Work instructions
Pick out every line of the records below that contains the word "palm" and copy each one.

Records in a dataset:
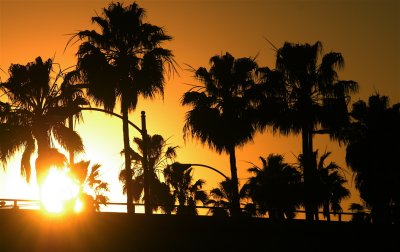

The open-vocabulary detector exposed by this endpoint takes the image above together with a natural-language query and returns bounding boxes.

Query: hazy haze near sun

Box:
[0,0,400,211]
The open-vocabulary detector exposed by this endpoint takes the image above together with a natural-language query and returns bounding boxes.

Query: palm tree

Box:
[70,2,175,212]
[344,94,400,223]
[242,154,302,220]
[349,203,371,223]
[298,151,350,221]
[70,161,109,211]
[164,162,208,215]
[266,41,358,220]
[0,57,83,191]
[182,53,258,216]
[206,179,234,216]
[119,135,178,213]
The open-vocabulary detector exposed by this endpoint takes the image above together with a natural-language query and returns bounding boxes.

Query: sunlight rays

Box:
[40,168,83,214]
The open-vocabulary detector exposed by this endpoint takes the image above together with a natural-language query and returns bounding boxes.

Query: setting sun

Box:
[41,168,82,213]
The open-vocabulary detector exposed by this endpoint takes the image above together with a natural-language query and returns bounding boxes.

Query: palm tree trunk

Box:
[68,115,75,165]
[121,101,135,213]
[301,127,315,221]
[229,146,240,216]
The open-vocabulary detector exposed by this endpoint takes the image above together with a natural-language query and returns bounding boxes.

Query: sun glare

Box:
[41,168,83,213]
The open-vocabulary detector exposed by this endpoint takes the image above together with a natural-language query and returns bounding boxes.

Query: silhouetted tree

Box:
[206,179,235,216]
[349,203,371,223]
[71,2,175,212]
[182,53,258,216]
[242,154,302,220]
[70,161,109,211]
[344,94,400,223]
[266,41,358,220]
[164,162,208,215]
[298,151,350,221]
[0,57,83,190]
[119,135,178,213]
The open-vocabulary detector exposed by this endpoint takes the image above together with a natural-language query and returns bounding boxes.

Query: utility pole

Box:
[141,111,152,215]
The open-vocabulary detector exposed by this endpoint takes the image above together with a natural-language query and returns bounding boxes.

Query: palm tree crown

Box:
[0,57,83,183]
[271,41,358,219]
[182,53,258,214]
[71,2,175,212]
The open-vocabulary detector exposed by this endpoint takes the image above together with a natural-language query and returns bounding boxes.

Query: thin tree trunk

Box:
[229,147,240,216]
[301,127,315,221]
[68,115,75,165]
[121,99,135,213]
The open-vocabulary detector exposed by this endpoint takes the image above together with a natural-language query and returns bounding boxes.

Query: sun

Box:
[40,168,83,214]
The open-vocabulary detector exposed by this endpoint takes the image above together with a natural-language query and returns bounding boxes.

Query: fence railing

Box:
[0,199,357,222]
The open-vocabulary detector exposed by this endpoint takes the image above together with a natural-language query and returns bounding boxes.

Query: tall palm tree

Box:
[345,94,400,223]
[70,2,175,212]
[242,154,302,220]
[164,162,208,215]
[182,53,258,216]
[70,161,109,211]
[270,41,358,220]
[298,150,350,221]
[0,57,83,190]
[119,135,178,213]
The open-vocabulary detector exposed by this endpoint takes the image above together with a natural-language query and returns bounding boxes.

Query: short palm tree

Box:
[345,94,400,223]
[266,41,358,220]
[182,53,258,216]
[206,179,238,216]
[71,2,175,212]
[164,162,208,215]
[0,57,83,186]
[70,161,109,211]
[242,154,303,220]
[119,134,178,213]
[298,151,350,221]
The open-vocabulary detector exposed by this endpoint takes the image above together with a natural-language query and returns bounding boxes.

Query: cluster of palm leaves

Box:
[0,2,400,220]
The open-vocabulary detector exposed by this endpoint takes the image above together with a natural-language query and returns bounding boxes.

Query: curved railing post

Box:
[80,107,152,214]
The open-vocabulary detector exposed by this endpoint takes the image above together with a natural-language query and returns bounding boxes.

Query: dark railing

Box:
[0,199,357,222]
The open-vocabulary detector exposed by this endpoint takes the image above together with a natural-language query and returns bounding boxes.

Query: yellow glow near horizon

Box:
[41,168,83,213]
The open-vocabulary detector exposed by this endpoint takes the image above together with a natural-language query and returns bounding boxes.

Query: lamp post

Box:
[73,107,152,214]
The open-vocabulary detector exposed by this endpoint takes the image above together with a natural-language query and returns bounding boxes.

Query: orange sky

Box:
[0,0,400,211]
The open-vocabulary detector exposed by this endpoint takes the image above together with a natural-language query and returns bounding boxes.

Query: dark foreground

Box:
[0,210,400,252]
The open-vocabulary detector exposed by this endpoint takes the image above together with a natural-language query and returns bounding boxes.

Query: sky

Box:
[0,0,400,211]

Answer to this exercise
Query: palm tree
Query: palm tree trunk
Query: palm tree crown
Query: tall palm tree
Query: short palm tree
Query: cluster of palm leaves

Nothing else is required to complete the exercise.